> 課題 1
記録のうち、「short」という文字列を含む行をすべて示してください。

ですので基本的には、自動的に免税事業者となる、はずなのですが…
期首の資本金が1,000万円以上の法人については、「小規模な事業者ではない」と判断され、納税義務を免除しない=課税事業者となります。
ですので、会社設立時の資本金は1,000万円未満にするのがセオリーではあります。
派遣会社などのように「資本金2,000万円以上じゃなきゃならない」というケースは仕方ありませんが。
「期首」の資本金が1,000万円かどうかで判定しますので、例えば900万円で設立して期中に100万円増資した場合は、1期目は免税事業者となり、2期目は課税事業者となります。
1期目の期中に減資をして2期目から免税にするケースもあります。
2-3:課税事業者選択届出書を提出した場合
免税事業者であっても、「課税事業者選択届出書」という書類を提出することで、あえて課税事業者になることもできます。
たとえば、不動産投資をする場合、1期目で多額の設備投資が発生する場合などは、
「払った消費税 > 受け取った消費税」となりがちで、その差額は申告をすると還付されます。
その消費税の還付を狙い、あえて自ら課税事業者を選ぶケースがあるのです。
注意点は、以下の2つです。
- 最低でも2年間は免税事業者になれない
- その2年間に100万円以上の資産を購入した場合、さらに1年間免税事業者になれない(3年縛り)&簡易課税制度も選択できない
(還付申告をご自分でされる方はなかなかいないと思いますが、念のため)
2-4:特定新規設立法人に該当する法人
大きな会社(売上が5億円超)のグループ会社については、新設法人であっても、納税義務が免除されません。(超ざっくり)
税理士以外は気にする必要はないと思います。。
2-5:高額特定資産を取得した場合、自己建設高額特定資産の建設をした場合
1,000万円以上の資産を取得した場合、3年間は免税事業者になれず、簡易課税制度も選択できません。
こちらも税理士以外は気にする必要はないかと。。
3:判定フローチャート
「今年の自分が消費税の課税事業者なのか、免税事業者なのか」を判定できるフローチャートを作ってみました。
(「税理士以外は気にする必要はない」と書いた制度については省略しました)
参考になれば幸いです。

> 課題 2
本文に出てくる番号付きの見出しを、番号も含めてすべて書き出してください。

> 課題資料
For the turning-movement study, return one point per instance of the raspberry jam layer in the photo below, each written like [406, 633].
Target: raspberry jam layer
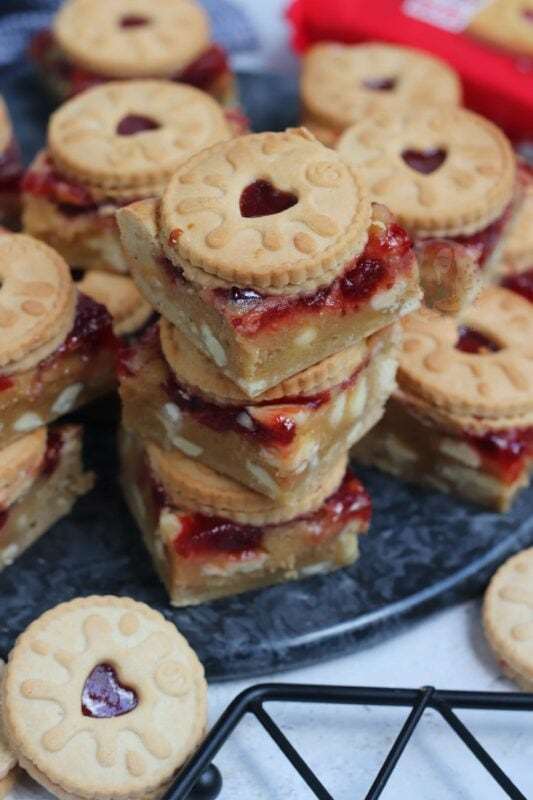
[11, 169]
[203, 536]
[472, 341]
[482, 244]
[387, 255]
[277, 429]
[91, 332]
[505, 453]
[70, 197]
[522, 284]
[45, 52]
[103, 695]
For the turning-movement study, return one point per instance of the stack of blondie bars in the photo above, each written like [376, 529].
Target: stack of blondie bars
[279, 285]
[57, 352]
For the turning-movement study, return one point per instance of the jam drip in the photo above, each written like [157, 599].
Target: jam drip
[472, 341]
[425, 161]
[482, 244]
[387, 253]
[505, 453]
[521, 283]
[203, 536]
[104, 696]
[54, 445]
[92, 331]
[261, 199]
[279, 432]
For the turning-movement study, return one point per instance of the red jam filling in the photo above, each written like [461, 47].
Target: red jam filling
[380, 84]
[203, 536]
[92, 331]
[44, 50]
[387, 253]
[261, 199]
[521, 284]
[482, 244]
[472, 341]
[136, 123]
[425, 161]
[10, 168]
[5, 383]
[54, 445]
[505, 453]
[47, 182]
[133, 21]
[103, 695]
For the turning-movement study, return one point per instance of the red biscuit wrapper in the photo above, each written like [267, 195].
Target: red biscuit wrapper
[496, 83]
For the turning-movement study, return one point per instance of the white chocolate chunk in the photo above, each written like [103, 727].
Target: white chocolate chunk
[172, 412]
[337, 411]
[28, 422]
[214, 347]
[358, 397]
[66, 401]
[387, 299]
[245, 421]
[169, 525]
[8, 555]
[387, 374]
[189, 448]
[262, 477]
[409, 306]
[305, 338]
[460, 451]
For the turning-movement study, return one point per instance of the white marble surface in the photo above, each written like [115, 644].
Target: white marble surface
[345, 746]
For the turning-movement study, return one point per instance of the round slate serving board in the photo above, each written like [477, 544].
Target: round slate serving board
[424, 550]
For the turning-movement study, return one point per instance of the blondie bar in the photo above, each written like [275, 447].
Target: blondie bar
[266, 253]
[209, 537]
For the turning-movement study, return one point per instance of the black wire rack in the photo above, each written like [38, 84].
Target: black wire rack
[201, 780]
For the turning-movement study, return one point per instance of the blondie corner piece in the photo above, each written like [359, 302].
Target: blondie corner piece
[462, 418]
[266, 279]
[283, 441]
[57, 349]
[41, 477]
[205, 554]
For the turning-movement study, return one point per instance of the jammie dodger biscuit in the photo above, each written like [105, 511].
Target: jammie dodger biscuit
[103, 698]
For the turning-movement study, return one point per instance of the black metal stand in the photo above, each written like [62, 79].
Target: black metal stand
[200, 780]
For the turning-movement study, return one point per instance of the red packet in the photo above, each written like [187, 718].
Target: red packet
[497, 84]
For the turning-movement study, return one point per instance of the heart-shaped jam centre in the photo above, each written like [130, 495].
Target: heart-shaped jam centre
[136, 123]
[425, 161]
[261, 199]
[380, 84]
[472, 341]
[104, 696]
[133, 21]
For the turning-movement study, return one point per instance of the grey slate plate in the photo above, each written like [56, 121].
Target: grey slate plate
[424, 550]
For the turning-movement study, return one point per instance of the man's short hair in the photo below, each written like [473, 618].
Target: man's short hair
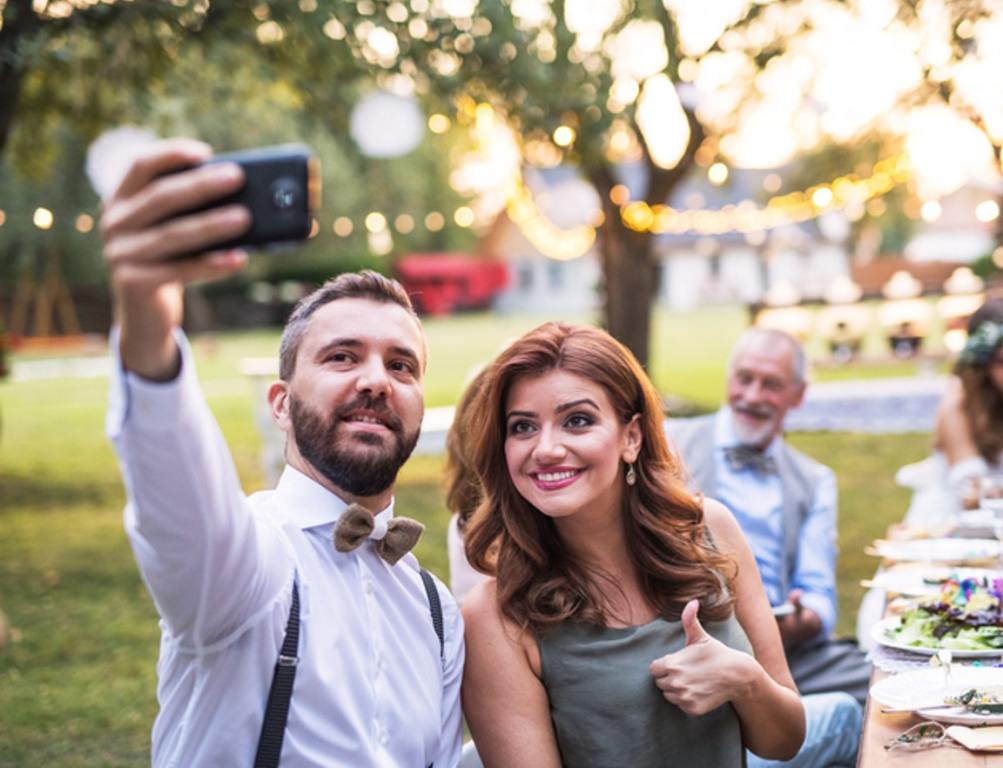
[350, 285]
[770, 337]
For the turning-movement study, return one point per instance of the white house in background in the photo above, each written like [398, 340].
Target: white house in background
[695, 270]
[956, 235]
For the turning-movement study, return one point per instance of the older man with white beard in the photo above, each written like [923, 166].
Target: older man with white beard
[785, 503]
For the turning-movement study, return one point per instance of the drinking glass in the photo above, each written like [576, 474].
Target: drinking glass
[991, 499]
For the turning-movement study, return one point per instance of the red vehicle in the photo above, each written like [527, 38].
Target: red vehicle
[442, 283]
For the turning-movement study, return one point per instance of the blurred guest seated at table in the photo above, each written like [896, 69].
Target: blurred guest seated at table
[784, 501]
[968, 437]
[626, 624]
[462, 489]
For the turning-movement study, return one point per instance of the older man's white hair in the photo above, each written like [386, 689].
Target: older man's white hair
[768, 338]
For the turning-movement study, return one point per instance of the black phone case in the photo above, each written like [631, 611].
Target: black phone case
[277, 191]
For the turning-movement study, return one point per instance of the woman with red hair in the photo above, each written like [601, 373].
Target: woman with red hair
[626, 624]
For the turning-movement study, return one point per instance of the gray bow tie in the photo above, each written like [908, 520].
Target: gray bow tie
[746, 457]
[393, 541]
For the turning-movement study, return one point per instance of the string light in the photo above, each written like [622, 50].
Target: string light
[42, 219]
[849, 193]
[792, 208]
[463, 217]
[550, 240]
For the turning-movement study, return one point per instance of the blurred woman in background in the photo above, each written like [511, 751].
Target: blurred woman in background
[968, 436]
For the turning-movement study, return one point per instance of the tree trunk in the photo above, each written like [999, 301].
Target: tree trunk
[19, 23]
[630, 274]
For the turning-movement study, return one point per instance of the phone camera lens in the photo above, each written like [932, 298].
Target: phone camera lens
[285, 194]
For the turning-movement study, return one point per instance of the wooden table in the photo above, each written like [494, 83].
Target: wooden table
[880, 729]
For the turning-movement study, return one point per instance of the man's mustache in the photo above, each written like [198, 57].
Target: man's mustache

> 解答 1
For the turning-movement study, return one point per instance of the man's short hair in the photo below, each written like [473, 618].
Target: man's short hair

> 解答 2
- 2-3:課税事業者選択届出書を提出した場合
- 2-4:特定新規設立法人に該当する法人
- 2-5:高額特定資産を取得した場合、自己建設高額特定資産の建設をした場合
- 3:判定フローチャート